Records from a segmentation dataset

———

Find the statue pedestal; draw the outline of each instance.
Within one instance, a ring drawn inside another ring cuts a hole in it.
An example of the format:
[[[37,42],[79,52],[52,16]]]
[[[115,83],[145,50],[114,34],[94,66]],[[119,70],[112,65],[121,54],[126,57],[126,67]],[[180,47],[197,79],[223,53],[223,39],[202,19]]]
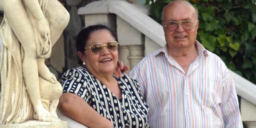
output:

———

EXERCISE DESCRIPTION: Turn the lines of all the items above into a numbered list, omitting blank lines. Leave the pictures out of your answer.

EXPECTED ANSWER:
1. Find the statue pedestal; draw the outline of each instance.
2. Within one instance, a ring drawn inside another ring cuts a hole in it.
3. An example of the format:
4. [[[37,42],[79,52],[52,16]]]
5. [[[115,83],[145,50],[114,34],[94,66]],[[119,70],[112,65],[121,54],[126,57],[126,67]],[[180,47],[197,79],[223,53],[223,39],[202,19]]]
6. output:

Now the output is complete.